Information shown:
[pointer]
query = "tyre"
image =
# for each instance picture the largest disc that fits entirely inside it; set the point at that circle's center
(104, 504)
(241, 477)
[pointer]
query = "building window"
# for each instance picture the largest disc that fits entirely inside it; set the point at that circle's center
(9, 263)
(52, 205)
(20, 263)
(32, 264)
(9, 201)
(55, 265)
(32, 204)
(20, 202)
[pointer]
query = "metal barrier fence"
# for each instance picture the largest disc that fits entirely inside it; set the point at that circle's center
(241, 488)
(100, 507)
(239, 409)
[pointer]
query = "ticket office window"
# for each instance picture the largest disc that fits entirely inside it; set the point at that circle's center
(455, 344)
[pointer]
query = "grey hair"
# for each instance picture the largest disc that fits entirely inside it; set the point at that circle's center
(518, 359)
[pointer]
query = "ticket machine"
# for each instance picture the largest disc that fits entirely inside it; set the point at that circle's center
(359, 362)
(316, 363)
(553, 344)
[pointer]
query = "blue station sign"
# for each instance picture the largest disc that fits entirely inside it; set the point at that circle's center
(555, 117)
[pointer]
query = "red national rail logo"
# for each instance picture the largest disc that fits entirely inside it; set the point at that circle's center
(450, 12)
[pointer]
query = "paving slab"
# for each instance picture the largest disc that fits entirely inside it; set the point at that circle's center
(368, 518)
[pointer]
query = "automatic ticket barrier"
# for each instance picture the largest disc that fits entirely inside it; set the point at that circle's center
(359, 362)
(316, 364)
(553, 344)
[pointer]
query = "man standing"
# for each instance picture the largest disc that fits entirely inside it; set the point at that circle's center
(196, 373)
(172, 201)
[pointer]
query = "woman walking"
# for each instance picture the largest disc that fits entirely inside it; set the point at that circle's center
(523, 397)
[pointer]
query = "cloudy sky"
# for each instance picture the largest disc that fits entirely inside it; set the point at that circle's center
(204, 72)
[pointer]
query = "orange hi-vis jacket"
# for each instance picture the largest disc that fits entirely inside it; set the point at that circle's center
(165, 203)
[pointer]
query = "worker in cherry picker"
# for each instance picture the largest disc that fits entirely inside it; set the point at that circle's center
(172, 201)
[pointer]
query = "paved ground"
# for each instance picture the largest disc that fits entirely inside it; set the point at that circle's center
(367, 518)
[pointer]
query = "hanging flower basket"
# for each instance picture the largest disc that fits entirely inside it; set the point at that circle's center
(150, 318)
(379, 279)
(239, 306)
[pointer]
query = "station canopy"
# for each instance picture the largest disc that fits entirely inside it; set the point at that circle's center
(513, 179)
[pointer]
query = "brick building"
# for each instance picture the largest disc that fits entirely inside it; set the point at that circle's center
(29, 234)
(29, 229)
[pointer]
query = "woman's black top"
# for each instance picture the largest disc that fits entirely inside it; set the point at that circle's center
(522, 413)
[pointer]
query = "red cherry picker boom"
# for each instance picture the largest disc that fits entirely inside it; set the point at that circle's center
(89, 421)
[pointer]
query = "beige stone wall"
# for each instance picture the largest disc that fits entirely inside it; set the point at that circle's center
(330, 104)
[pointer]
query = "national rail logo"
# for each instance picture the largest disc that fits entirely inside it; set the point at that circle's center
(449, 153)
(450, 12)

Request: Generate an exact reproduction of all entries.

Written reply:
[pointer]
query = "tyre"
image =
# for each instance picture the largest disc that fits entirely inside it; set the point at that circle's center
(104, 504)
(241, 477)
[pointer]
query = "building window"
# for each instance picture the largest disc that fits entirely inside it; set the point at that circle's center
(9, 263)
(52, 205)
(20, 263)
(32, 264)
(9, 201)
(55, 265)
(32, 204)
(20, 202)
[pointer]
query = "metal barrier fence"
# for each instance picture the largest disc that fits entirely inside it; set the point at that circle's center
(241, 488)
(100, 507)
(239, 409)
[pointer]
query = "ticket office window"
# for each instance picture the largest disc that fits entirely inside it; set the point at that circle's center
(455, 344)
[pointer]
query = "grey hair"
# for each instance picture the largest disc that fits entirely inside it; set the point at that circle's center
(518, 359)
[pointer]
query = "ticket machine"
# for each instance picture the largest disc that fits entirely inside it; set the point at that circle's center
(359, 362)
(316, 363)
(553, 344)
[pointer]
query = "blue station sign"
# for each instance picture the largest disc that fits entirely inside it; set the point at that circle's center
(555, 117)
[pointer]
query = "red national rail logo"
# for each instance picture the largest disc that fits entirely inside it; set the point at that circle's center
(450, 12)
[pointer]
query = "paving slab"
# for each instance picture the largest disc that fits entirely inside it; set the point at that circle's center
(368, 518)
[pointer]
query = "automatic ticket barrier"
# for each instance picture the largest disc that fits entirely inside it; set the point at that circle's center
(359, 362)
(316, 364)
(553, 344)
[pointer]
query = "man standing"
# for each instance picture the largest disc that fits entirely inside it; set the point at that circle's center
(196, 373)
(172, 201)
[pointer]
query = "woman walking"
# for each instance picture the largest disc that fits entirely inside it; set the point at that circle's center
(523, 397)
[pointer]
query = "cloudy sky"
# for each instance picture the largest disc that fits entirely inside it; set the point at that circle's center
(204, 72)
[pointer]
query = "orange hi-vis jacket"
# for each instance picture the largest disc that fits entirely inside it; set the point at that circle's center
(165, 203)
[pointer]
query = "worker in cherry picker"
# for each instance picture the largest disc that fits entirely inside it; set the point at that circle's center
(172, 201)
[pointer]
query = "paved ground"
# for each instance picture the largest disc that fits entirely inside it; set the point at that circle's center
(367, 518)
[pointer]
query = "hanging flower basket"
# for each instance picture the largest disc that fits entirely inside it; set the point at that circle's center
(150, 318)
(379, 279)
(239, 306)
[pointer]
query = "station canopy"
# for each instance picture the largest disc that fits entirely inside it; set the point at that circle's center
(513, 179)
[pointer]
query = "brick building"
# for each instance picture the largest disc that fits entirely inside it; set the point at that circle's center
(29, 234)
(29, 229)
[pointer]
query = "woman's black top"
# for each instance picture the largest disc that fits entirely inside it; set the point at that circle's center
(522, 413)
[pointer]
query = "red cherry picker boom"
# for each instance picture the largest disc that fits entirely inside it; set the point at that circle's center
(89, 421)
[pointer]
query = "beige stone wall"
# for each instance picture the largest disc that fits entirely inside it; set the point at that circle's center
(330, 104)
[pointer]
query = "national rail logo"
# for each instance picture the largest disc that fits entirely inside it; set the point at that circle's center
(449, 153)
(450, 12)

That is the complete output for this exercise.